▸ Action item: From the line containing "mirror with a single pin each" down to the last line of the records below, copy every line exactly. Leave out everything before it.

▸ Input for this task:
===============

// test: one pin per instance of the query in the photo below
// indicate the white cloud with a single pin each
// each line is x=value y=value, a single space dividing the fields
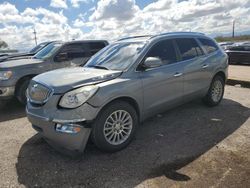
x=76 y=3
x=59 y=4
x=118 y=9
x=111 y=19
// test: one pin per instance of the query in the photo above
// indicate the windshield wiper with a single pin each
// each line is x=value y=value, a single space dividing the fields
x=99 y=67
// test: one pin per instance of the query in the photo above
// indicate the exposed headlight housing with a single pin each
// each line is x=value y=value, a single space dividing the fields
x=77 y=97
x=5 y=75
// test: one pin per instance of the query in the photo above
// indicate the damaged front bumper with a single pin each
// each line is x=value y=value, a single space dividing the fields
x=64 y=129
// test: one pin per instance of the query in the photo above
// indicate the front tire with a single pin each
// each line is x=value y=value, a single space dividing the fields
x=215 y=92
x=115 y=127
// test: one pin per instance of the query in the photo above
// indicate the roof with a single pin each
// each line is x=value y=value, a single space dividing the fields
x=147 y=37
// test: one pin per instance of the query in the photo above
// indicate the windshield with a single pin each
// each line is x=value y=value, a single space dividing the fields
x=117 y=56
x=38 y=47
x=48 y=51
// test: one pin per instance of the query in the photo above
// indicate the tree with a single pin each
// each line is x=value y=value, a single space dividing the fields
x=3 y=44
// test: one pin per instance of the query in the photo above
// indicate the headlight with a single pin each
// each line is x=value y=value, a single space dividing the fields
x=5 y=75
x=77 y=97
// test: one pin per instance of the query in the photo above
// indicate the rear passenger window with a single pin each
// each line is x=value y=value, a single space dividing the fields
x=165 y=51
x=209 y=45
x=75 y=50
x=96 y=46
x=189 y=48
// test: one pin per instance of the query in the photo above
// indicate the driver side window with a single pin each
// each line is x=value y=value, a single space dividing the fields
x=165 y=51
x=71 y=51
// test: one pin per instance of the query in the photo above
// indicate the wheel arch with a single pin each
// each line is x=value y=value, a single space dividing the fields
x=222 y=74
x=127 y=99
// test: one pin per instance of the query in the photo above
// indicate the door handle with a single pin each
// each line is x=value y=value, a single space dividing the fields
x=178 y=74
x=205 y=66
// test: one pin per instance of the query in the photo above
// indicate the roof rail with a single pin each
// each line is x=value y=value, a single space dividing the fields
x=139 y=36
x=179 y=32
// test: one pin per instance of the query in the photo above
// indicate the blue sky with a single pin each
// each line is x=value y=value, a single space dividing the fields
x=111 y=19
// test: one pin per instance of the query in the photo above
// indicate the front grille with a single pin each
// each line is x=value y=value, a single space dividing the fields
x=38 y=93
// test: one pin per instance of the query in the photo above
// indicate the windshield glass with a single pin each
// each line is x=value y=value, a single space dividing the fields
x=117 y=56
x=48 y=51
x=38 y=47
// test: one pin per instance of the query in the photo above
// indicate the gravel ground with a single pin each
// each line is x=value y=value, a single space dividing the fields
x=189 y=146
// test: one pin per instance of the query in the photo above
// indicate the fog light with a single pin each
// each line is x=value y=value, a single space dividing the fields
x=68 y=128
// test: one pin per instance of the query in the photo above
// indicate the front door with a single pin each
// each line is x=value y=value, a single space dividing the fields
x=163 y=86
x=196 y=69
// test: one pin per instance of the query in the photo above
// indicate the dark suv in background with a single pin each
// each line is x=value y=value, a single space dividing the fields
x=33 y=51
x=16 y=74
x=239 y=53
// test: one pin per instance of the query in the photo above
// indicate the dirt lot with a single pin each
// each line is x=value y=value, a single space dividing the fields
x=239 y=72
x=190 y=146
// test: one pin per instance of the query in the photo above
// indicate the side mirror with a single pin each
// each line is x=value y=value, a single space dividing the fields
x=152 y=62
x=61 y=57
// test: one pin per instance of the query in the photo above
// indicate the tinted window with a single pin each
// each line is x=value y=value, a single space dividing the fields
x=165 y=51
x=209 y=45
x=189 y=48
x=74 y=51
x=239 y=48
x=95 y=47
x=48 y=51
x=117 y=56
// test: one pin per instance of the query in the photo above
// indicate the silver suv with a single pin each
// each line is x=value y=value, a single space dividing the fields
x=122 y=85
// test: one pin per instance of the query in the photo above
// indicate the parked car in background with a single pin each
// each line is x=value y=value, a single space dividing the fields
x=15 y=75
x=33 y=51
x=225 y=45
x=122 y=85
x=239 y=53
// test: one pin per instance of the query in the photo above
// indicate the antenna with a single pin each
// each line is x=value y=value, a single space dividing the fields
x=233 y=28
x=35 y=36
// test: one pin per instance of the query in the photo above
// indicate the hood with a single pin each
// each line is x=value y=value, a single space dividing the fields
x=19 y=62
x=63 y=80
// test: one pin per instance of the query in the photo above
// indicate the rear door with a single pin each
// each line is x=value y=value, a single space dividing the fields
x=196 y=74
x=163 y=86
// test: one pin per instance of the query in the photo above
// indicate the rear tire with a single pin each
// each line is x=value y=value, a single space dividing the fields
x=2 y=104
x=115 y=127
x=215 y=92
x=21 y=91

===============

▸ Exercise output:
// indicate the side mirror with a single pin each
// each line is x=value y=value, a single space dividing the fields
x=152 y=62
x=61 y=57
// test: one pin per instance of the query in the photo above
// indicate the tinted window with a single pin each
// each line is x=value y=value, a single space dividing the fields
x=165 y=51
x=209 y=45
x=189 y=48
x=74 y=51
x=239 y=48
x=95 y=47
x=48 y=51
x=117 y=56
// test: one pin per instance of the query in the photo above
// indicate the silver suv with a single pin each
// each line is x=value y=value, a single space dividing the fields
x=122 y=85
// test: one pin per instance of the query in the photo above
// indicate the parked car in background with a single pin each
// each line is x=value y=value, a single space dividing the fields
x=15 y=75
x=33 y=51
x=225 y=45
x=122 y=85
x=239 y=53
// test: one pin per instance of the query in the photo above
// indicate the antenna with a single pin each
// each line is x=value y=value, a single space dividing the fields
x=233 y=28
x=35 y=36
// test: one pin per instance of the query in the photo above
// indicate the hood with a single pin each
// each line is x=value y=value, a single space dividing the fields
x=19 y=62
x=63 y=80
// test: one pin per instance of the query in the photo above
// indicate the rear door with a single pin each
// each line is x=value y=value, a single space dividing the fields
x=196 y=74
x=163 y=86
// test: one pin per instance of the query in the photo above
// indicate the rear tire with a single pin each
// each line is x=value y=value, a single space dividing the fields
x=2 y=104
x=115 y=127
x=215 y=92
x=21 y=91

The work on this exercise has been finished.